■ **DATASET RECORDS**
• • •

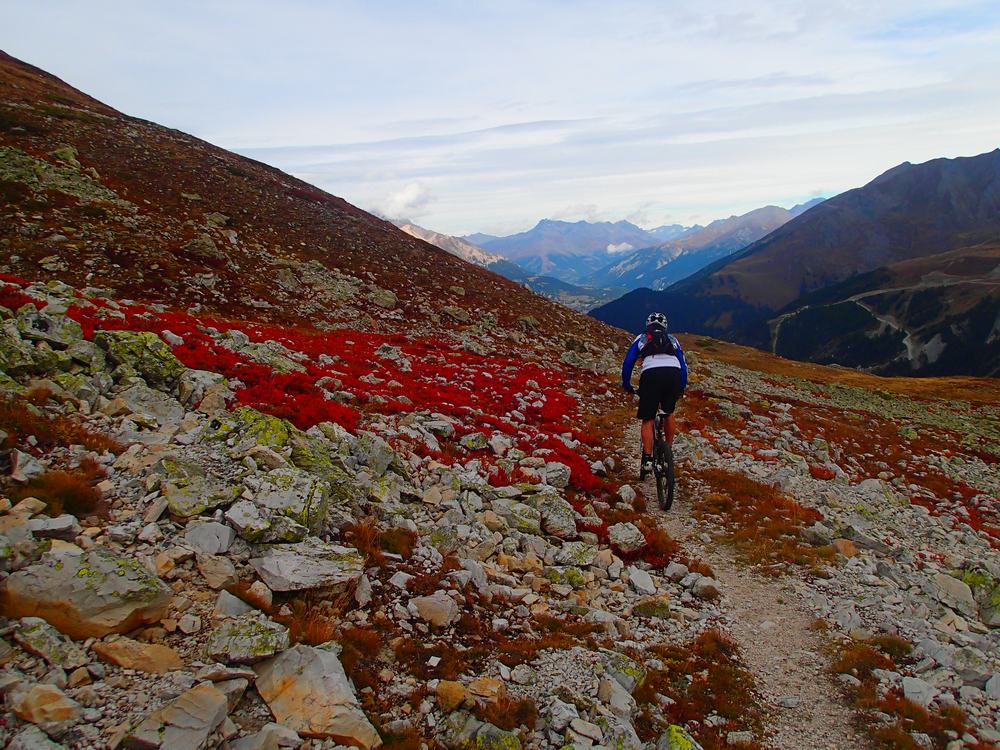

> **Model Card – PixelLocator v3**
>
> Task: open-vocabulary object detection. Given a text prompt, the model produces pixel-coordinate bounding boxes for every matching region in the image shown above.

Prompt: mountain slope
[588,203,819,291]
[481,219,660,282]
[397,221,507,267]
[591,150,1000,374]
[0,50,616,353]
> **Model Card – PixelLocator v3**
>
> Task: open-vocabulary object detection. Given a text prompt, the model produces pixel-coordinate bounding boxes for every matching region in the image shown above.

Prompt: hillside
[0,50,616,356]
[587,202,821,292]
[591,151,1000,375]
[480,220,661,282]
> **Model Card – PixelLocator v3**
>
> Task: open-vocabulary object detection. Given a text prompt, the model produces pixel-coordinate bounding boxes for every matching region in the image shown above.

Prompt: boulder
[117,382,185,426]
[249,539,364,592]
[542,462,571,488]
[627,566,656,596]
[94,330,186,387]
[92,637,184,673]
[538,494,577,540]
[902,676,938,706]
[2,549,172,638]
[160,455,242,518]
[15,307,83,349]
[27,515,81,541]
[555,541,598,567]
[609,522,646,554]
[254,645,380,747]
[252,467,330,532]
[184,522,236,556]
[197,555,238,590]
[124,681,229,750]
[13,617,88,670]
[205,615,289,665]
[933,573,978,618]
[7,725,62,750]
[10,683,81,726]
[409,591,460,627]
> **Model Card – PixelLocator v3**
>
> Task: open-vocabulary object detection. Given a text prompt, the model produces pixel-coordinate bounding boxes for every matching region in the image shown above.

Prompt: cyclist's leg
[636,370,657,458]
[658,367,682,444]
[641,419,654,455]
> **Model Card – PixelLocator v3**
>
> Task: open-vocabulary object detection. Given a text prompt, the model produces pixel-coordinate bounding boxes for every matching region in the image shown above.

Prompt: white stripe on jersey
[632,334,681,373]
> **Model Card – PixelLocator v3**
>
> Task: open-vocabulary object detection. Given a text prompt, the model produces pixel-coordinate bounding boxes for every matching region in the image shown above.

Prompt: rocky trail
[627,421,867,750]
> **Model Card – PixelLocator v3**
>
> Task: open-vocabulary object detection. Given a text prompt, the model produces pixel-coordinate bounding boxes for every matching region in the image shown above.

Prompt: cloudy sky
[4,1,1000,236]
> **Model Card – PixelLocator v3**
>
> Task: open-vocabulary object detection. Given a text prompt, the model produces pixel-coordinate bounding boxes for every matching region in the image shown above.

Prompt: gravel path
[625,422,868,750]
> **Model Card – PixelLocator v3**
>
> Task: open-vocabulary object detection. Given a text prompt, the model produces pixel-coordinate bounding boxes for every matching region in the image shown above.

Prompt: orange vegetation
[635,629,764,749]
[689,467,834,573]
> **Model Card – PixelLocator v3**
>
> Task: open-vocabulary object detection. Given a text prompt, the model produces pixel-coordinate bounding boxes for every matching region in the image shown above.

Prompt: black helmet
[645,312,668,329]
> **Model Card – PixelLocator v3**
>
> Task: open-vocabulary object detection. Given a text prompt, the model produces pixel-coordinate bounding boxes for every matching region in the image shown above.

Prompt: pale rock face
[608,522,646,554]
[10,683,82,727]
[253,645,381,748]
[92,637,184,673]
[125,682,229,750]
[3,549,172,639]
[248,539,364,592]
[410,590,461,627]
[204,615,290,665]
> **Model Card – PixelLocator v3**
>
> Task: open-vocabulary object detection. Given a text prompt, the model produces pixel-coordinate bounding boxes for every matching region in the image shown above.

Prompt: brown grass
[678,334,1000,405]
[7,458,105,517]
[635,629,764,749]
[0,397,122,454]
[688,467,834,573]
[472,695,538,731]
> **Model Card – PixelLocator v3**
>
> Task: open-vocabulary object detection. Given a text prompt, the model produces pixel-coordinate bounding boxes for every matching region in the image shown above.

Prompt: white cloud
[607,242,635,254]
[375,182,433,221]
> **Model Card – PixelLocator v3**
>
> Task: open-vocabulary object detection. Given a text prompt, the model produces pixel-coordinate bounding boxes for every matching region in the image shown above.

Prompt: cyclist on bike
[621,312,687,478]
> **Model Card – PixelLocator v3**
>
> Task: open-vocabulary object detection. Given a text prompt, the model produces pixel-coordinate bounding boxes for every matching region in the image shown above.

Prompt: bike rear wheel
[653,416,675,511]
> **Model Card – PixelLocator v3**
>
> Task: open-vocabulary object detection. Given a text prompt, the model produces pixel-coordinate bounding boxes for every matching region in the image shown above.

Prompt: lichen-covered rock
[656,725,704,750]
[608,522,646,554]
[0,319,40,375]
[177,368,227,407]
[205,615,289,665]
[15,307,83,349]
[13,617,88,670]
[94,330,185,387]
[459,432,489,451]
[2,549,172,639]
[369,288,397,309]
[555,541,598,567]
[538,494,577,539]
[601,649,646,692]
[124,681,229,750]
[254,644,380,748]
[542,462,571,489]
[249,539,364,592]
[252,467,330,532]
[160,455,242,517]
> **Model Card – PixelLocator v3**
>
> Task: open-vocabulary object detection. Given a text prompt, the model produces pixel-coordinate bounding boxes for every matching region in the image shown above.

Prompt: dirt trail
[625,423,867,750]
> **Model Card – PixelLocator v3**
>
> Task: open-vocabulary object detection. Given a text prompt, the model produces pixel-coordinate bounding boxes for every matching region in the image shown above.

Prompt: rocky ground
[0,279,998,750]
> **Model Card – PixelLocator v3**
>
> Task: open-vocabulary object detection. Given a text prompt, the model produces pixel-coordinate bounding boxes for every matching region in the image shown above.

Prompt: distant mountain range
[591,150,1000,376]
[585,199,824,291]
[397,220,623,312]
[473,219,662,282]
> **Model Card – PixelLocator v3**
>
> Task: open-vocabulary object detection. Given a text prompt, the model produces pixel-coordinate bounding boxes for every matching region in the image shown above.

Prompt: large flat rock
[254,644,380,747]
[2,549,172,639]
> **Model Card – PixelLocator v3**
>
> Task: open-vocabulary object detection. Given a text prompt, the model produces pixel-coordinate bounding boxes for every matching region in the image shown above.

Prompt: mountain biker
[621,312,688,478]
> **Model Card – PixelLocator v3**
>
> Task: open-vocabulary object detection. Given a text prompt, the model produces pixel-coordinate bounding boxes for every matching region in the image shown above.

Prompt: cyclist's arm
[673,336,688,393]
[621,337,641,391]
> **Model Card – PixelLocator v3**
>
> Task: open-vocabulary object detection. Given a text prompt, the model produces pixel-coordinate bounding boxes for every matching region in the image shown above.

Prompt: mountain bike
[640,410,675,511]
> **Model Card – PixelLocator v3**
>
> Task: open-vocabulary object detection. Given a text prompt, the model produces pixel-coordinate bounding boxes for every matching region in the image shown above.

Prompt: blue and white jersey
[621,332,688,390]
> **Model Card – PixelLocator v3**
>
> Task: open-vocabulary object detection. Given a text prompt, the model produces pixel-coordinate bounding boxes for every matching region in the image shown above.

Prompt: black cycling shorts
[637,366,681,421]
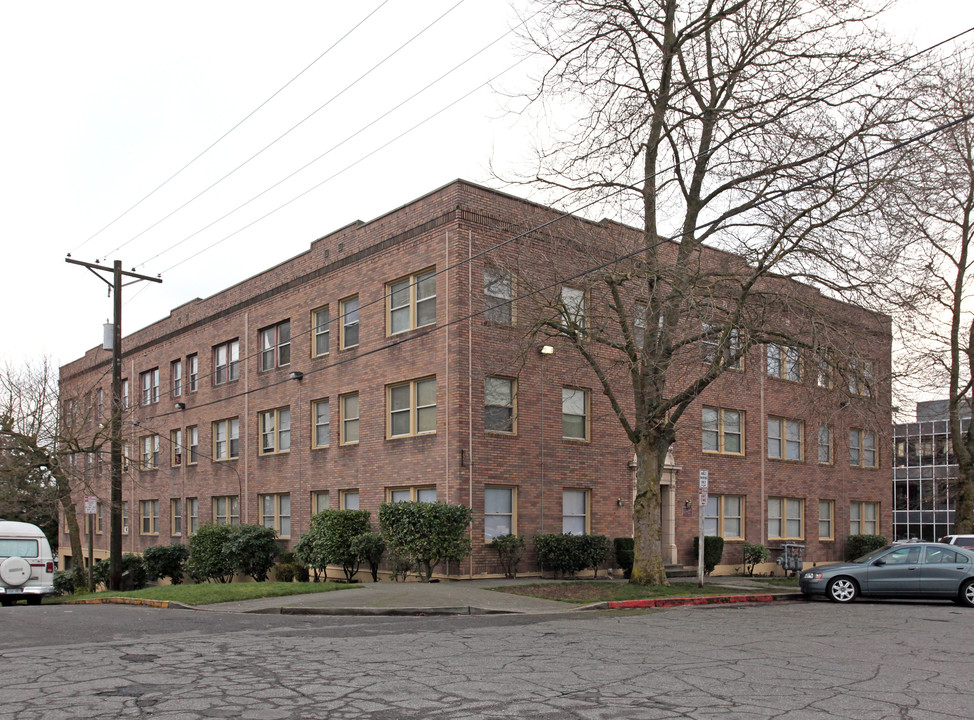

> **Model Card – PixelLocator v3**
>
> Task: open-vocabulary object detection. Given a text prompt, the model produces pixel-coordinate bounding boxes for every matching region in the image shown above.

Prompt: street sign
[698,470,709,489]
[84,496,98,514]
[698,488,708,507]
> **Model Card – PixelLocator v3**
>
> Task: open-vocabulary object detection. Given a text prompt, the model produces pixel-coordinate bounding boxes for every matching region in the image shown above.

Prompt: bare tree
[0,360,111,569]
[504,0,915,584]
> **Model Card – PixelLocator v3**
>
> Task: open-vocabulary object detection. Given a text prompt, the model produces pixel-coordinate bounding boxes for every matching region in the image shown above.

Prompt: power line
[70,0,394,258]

• • •

■ **WORK TASK**
Pictures should be skipped, and the records retyped word for word.

■ **THE COMPLETED TASK**
> **Model Card – PixelLocator v3**
>
> Task: open-vocabulary object detection. Given a text prompt, the model produces pixel-coordinate bounding boxes for every matching region in the image shown above.

Prompt: mountain slope
[588,203,819,291]
[481,219,660,282]
[397,221,507,267]
[591,150,1000,374]
[0,50,616,353]
> **Model Card – PixelLocator v3**
>
> Task: open-vocabulary object detection. Given a text prompt, the model produces pixel-coordinate bounding boxes for every matching region in the image shown above.

Prompt: hillside
[0,50,616,356]
[587,202,821,292]
[591,151,1000,375]
[480,220,661,282]
> **Model Card – PixelLocator v3**
>
> Task: open-vocabulary object detection. Given a text prompt, the model produces pixel-coordinate bounding boxes for every matching region in the image shown above.

Prompt: boulder
[117,382,185,426]
[249,539,364,592]
[542,462,571,488]
[627,566,656,596]
[94,330,186,387]
[92,637,184,673]
[538,494,577,540]
[902,676,938,706]
[2,549,172,638]
[160,455,242,518]
[15,307,83,349]
[27,515,81,541]
[555,541,598,567]
[609,522,646,554]
[254,645,380,747]
[252,467,330,532]
[184,522,236,556]
[197,555,238,590]
[124,681,229,750]
[13,617,88,670]
[205,615,289,665]
[933,573,978,618]
[7,725,62,750]
[10,683,81,726]
[409,591,460,627]
> **Model Card – PixelLocator v3**
>
> Task: open-vocabulary object detection. Given a text prompt, the model produces pixel-coordinate bounding boxes for every matching region in the image shown above.

Prompt: cyclist's leg
[636,370,657,458]
[658,367,682,444]
[641,419,654,455]
> **Model Card – PixelLocator v3**
>
> Task: open-vocabulary object detection. Given a text prompt, the model produces pixel-coordinate bounding boxes for every matching region in the image shown above.

Prompt: white stripe on jersey
[632,334,681,373]
> **Model Card – PixelLocator v3**
>
> Task: open-vocabulary object detection. Given a text prompt, the model produces pixel-coordinate bounding boxes for every matching region in the image shown above.

Prompt: rocky trail
[627,421,867,750]
> **Model Card – PixelLocator v3**
>
> Task: open-vocabulary object detection. Given a text prompt, the model produces pixel-coordinate bounding boxes for every matching region in the image shown above.

Prompt: cloudy sky
[4,1,1000,236]
> **Model Card – PixelLocator v3**
>
> Task: open-vocabulary object detection. Given a text prompt, the model produces pixel-coordinate bounding boxes for every matching region in the image shown above.

Prompt: gravel path
[625,422,868,750]
> **Model Card – PixelLocator v3**
>
> Task: open-vocabulary object detection. Given a text prompt, the model produces pixel-coordinate bounding boxes for every matching region in the image shown above.

Prompt: orange vegetation
[635,629,764,749]
[689,467,834,573]
> **Model Card – PixelLocator v3**
>
> Task: open-vocabulary object detection. Given a text prompt, the model produces pixel-coordinate bounding boxes for every matching region in the image shown above.

Prompt: black helmet
[645,312,668,329]
> **Model Card – PixelLocator v3**
>
> Task: open-vocabulary object detection. Given a text prompt, the model produces pixel-coordinate bounding boxes for every matching region in the image shown above.

Prompt: pale rock face
[608,522,646,554]
[10,683,82,727]
[253,645,381,748]
[92,637,184,673]
[125,682,229,750]
[3,549,172,639]
[248,539,364,592]
[410,590,461,627]
[204,615,290,665]
> **Model Card – PixelLocator v3**
>
> Task: open-vocabulary object detection. Given a text prompt, the model produces pixel-coordinate bounding boxes for every matching region in the image shown above.

Prompt: brown grass
[678,334,1000,405]
[7,458,105,517]
[635,629,764,749]
[0,397,122,454]
[688,467,834,573]
[472,695,538,731]
> **Model Card – PixelLocator v3**
>
> Task: open-vocabulary object detection. Given a text prompt, the model produces pixel-coordinate bounding boxes for every matching region in the image shown above.

Prompt: white cloud
[607,242,635,254]
[375,182,433,221]
> **Model Card – PixelLocator v3**
>
> Task: open-vocabulary object detection. Given a text prompt, the model produces pixel-coordinate bounding boxes for every matching region in the image shown above.

Prompt: cyclist on bike
[621,312,687,478]
> **Model Card – PixelLocator v3**
>
> Task: open-vocabulary object detection. Given a text prompt, the model produces pixel-coordinate bounding boxes for every matching region in the image shown above.

Prompt: bike rear wheel
[653,416,675,511]
> **Model Card – PixelLocator v3**
>
> Task: open-vocabulary object detection. Given a text prompt, the model produces pixel-coordinate bounding boxes for every matching region in the image shown above.

Prompt: lichen-covered rock
[656,725,704,750]
[608,522,646,554]
[0,319,40,375]
[177,368,227,407]
[205,615,289,665]
[15,307,83,349]
[13,617,88,670]
[94,330,185,387]
[459,432,489,451]
[2,549,172,639]
[369,288,397,309]
[555,541,598,567]
[538,494,577,539]
[601,649,646,692]
[124,681,229,750]
[254,644,380,748]
[542,462,571,489]
[249,539,364,592]
[252,467,330,532]
[160,455,242,517]
> **Model Card – PixelLocator v3**
>
> Task: open-vocabulary object detection. Given a text prompt, the model produces pixel-coordinate bounding boxes for every matching region in the image shown above.

Prompt: dirt trail
[625,423,867,750]
> **Model Card – PixelLocator v3**
>
> Task: open-vocabulary object detection. Given a text prompt, the model produces pixel-coordinate bounding boxes for every matching region in the image shown above.

Prompt: rocky ground
[0,279,998,750]
> **Model Card – PixelLocator v3**
>
> Task: open-vocabulary object detection. Given a text prompt, the model produces pixel-coordinate bounding boxes for every matching region in the image shown above.

Prompt: distant mountain range
[591,150,1000,376]
[585,199,824,291]
[397,220,623,312]
[473,219,662,282]
> **Model Card – PixelLocator v3**
>
> Task: open-vocabulary object detection. Given a text prompt, the model produces pixel-coordinate bounding boxes for every matching region in the image shown above.

Prompt: large flat rock
[254,644,380,747]
[2,549,172,639]
> **Model Card – PixelLocator v3**
>
> Task: open-vocabulary object detection. Given a text prompt, the model produces pixel-coordinate bounding boxes for every matching region in the image shown above.

Prompt: mountain biker
[621,312,688,478]
> **Model Card – PixelLocator v3**
>
> Task: open-vocabulary object detection. Given a text prompt, the model produces pixel-coordinate bounding boxes for every matching region in the image shown above.

Prompt: cyclist's arm
[673,336,688,393]
[621,337,641,391]
> **Model Card – PixelLocator v3**
>
> Task: open-vocabulary object detection. Given a text prompt, the model produces pixel-coordinate bounding boxes for every matching region in the image shown above.

Prompt: mountain bike
[640,410,675,511]
> **Model Card – PixelLocator v3**
>
> Task: open-vocabulary object detection. Given a text prompt, the model produces pixel-coordinate bounding boxes for every matching region in the image shown above.

Prompt: blue and white jersey
[621,332,688,390]
> **Model Card – PixelLocator v3**
>
> Task: open-vocabulary object detection. Given a text prompt, the model produces pixel-coordinate bounding boxes for every matching region in the image shown above.

Prompt: black cycling shorts
[637,366,681,421]

> **Model Card – PixelLocator v3**
>
> Task: open-vocabulary object detection. Given a text prompt, the model produces pixel-coordinate bounding boxes for every matching region in the image shown above.

Prompt: street sign
[698,470,709,489]
[84,496,98,514]
[698,488,708,507]
> **Model Card – PixelLocator v3**
>
> Task: open-vocabulary object detection. Given a text prompt, the model produces pixel-coordinate bounding boxes for every matching region in the image shown above.

Prompt: bare tree
[0,360,111,569]
[504,0,915,584]
> **Model Card – PixelLocator v3**
>
> Task: open-vocabulary object detection. Given a text prompt, the model produces pixel-coordinate bounding boxes for every matching region in the image shown above.

Prompt: power line
[70,0,394,258]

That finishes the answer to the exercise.